I would like to synthesize a nutrient-responsive genetic circuit for soil bacteria that turns nutrient mobilization “on” only when the environment is nutrient-limited—for example, a phosphate-starvation–responsive promoter (Pho regulon) driving a codon-optimized alkaline phosphatase (PhoA) module to help mineralize organic phosphate into bioavailable phosphate. Concretely, the construct would look like [P_Pho]–RBS–phoA–terminator, where the PhoA protein sequence can be sourced from UniProt P00634 and the Pho regulon is sourced from the well-characterized PhoB/PhoR phosphate-sensing regulatory system in bacteria.

(ii) What technology or technologies would you use to perform this DNA synthesis and why?
I would use commercial gene synthesis based On sdlid-phase phosphoramidite oligonucleotide synthesis followed by DNA assembly (like Gibson Assembly,as I think we are going to learn in HTGAA) because this is the most reliable way to “write” a custom genetic circuit with a good sequence control. In practice, short oligos are chemically synthesized cycle-by-cycle, then cleaved/deprotected and purified, and multiple fragments are assembled into the full construct (they are oftten sequneced afterward, to check if everything is ok). The main limitations are that error rates and cost increase with sequence length, as long constructs require multi-fragment assembly and verification.

DNA Edit

(i) What DNA would you want to edit and why?
I would want to edit the genomes of plant-associated soil bacteria to enhance their ability to sense nutrient limitation and respond in a controlled, beneficial way. Specifically, I would modify regulatory regions of genes involved in phosphate metabolismto fine-tune their sensitivity and dynamic range.

(ii) What technology or technologies would you use to perform these DNA edits and why?
I would use CRISPR-Cas9 genome editing because it is the standard technique and it allows precise modification of specific DNA sequences in bacteria. CRISPR edits DNA by using a designed guide RNA (gRNA) that directs the Cas9 nuclease to a complementary target sequence, where Cas9 introduces a double-strand break; the cell then repairs this break either through non-homologous end joining (introducing small insertions or deletions) or through homology-directed repair if a donor DNA template is provided, enabling precise edits. Preparation involves designing the guide RNA sequence, constructing or obtaining a plasmid encoding Cas9 and the gRNA, optionally designing a repair template with homology arms, and delivering these components into the target bacterial cells (e.g., via transformation or electroporation). Limitations include variable editing efficiency depending on the organism, potential off-target effects if guide design is imperfect, lower efficiency of homology-directed repair in some bacteria, and challenges in delivering editing machinery into non-model environmental strains.

TASK BRIEF
In the passage above on DNA synthesis and editing, what UniProt entry is given as the source of the PhoA protein sequence?

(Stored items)
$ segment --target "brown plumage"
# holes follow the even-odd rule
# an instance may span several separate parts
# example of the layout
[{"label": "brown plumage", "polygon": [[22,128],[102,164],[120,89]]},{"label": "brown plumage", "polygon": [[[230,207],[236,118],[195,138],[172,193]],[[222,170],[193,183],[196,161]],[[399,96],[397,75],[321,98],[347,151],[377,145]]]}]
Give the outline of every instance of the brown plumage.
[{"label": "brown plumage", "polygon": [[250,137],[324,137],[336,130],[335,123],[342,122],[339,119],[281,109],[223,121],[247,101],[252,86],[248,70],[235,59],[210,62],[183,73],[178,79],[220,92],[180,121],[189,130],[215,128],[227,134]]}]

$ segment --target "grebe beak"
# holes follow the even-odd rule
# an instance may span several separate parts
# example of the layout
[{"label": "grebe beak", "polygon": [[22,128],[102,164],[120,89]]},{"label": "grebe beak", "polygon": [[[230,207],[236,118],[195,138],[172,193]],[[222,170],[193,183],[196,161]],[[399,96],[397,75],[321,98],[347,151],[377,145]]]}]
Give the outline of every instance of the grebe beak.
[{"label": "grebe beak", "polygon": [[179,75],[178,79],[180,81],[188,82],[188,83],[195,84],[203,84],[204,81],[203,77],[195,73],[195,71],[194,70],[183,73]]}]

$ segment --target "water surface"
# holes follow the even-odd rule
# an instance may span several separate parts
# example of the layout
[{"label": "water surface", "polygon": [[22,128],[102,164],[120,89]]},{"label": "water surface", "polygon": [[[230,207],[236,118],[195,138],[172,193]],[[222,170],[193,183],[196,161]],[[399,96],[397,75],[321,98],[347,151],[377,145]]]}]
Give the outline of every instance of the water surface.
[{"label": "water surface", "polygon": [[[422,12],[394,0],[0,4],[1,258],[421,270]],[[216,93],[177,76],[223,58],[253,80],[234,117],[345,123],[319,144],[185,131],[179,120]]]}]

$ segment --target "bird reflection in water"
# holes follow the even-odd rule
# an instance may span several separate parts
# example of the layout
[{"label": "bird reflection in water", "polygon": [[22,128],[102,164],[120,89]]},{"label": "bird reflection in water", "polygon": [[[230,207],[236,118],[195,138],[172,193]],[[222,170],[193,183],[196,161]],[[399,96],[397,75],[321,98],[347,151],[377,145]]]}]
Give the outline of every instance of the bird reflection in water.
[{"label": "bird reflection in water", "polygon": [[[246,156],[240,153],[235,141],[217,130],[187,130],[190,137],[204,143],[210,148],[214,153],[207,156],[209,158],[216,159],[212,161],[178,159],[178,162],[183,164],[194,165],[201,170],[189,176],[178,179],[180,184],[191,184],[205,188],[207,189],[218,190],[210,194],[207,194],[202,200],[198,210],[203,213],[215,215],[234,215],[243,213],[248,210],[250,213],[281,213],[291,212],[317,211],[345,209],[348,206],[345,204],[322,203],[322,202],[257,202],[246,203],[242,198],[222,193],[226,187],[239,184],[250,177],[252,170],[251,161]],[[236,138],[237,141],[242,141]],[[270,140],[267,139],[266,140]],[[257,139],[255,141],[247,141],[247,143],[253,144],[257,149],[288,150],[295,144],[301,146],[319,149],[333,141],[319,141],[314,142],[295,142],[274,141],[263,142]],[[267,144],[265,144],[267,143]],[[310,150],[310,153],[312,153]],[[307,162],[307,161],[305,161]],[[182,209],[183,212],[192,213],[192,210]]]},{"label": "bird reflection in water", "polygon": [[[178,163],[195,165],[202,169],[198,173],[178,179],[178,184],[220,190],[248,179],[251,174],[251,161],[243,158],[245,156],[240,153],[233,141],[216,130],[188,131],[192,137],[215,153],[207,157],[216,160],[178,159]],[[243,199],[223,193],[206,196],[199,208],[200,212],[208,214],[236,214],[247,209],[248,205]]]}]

OUTPUT BELOW
UniProt P00634.